■ Input

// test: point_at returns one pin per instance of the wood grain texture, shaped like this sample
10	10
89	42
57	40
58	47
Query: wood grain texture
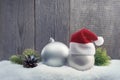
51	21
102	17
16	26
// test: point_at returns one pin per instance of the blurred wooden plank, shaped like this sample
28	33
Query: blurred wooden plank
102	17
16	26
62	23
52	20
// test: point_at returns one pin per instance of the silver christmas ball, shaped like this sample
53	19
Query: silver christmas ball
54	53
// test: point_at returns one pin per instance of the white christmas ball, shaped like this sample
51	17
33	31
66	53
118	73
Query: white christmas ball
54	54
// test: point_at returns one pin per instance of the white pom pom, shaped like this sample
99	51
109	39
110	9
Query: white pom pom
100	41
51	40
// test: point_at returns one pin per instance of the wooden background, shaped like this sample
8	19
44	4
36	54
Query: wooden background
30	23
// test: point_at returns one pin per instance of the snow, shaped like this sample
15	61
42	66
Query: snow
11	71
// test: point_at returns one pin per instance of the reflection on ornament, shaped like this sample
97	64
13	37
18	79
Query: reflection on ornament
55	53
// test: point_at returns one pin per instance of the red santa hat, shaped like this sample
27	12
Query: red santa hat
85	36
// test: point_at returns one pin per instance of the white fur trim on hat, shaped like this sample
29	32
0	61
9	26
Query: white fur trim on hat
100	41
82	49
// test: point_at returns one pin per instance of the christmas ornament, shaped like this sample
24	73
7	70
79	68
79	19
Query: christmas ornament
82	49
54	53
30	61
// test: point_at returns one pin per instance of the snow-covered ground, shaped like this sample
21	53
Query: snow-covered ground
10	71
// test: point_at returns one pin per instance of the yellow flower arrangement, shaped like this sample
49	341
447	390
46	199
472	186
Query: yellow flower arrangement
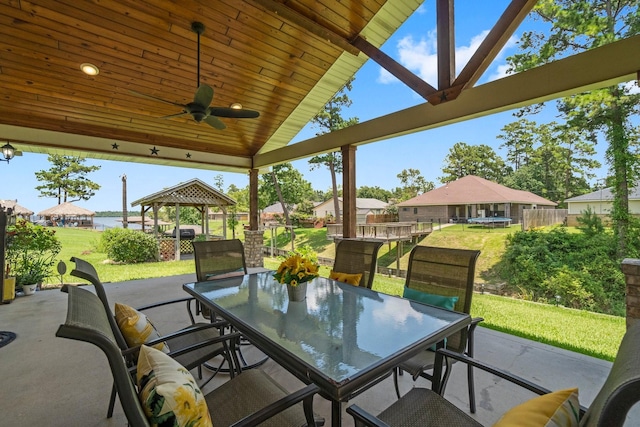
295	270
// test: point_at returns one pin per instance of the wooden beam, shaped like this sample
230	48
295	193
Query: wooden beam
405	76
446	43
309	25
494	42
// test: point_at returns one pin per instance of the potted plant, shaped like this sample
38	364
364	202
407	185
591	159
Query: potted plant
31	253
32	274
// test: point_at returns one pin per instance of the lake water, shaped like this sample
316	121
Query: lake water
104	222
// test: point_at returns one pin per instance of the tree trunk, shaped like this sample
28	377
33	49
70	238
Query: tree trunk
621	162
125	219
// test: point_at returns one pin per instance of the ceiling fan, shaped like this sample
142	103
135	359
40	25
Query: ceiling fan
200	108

■ Problem details
Extract all the data above exactly, excluding every picture.

■ Worked answer
// test: point_at returns one pin per instance of the wood grain texture, shaped like this sample
10	10
89	42
57	40
58	47
Query: wood grain texture
51	21
102	17
16	26
// test: point_at returns one pin per instance of the blurred wooden plank, shaped like this sample
28	33
Query: blurred wooden plank
102	17
16	26
62	23
52	20
// test: point_at returns one pin per instance of the silver christmas ball, shaped like this sample
53	19
Query: silver christmas ball
54	53
// test: point_at returns one pin per instance of the white christmas ball, shaped like this sample
51	17
33	31
66	53
118	73
Query: white christmas ball
54	54
// test: point_at returns one pin per instance of the white pom pom, shaped like this sample
99	51
109	39
110	9
Query: white pom pom
100	41
51	40
// test: point_at returns one pin per instance of the wooden background, shaped like this sample
8	19
44	4
36	54
Query: wooden background
30	23
// test: point_at returns one pin per instance of the snow, shaped like this sample
15	61
42	66
Query: snow
11	71
// test: point_at returns one pin per instance of the reflection on ornament, shaped like this sample
97	64
13	37
18	79
Query: reflection on ornament
55	53
// test: point_at returns one pin per instance of the red santa hat, shaped like this sample
27	12
Query: red santa hat
85	36
// test: point_at returns one pin per instance of the white fur trim on hat, shaped like this sample
29	32
0	61
9	26
Query: white fur trim on hat
100	41
82	49
// test: point_at returns one pin per instance of the christmas ornament, shaped like this sample
24	73
7	70
79	68
79	19
Query: christmas ornament
82	49
54	53
30	61
// test: point_at returns one pin per instance of the snow-covered ground, shaped like this sample
21	53
Query: snow-covered ground
10	71
// test: point_at returns one pin per instance of the yellow flower arrangement, shaped like this sample
49	341
447	390
46	199
472	186
Query: yellow flower arrangement
295	270
// test: point_at returns one pin per instance of the wooden beam, shaped like this sample
230	48
295	193
Query: wooden beam
405	76
446	43
309	25
494	42
// test: point_at returns one pin per instance of the potted plant, shaped like this sample
38	364
364	202
407	185
591	159
Query: potted plant
31	253
32	274
// test: point_at returns one pin per instance of the lake water, shaped like this sample
316	121
Query: lake water
104	222
// test: point_at returns one pin per instance of the tree trunk, shaped like this sample
28	377
33	49
70	238
Query: tree trunk
621	162
125	219
// test: point_at returns one pin per instance of the ceiling fan, shaped like this sample
142	103
135	359
40	25
Query: ceiling fan
200	108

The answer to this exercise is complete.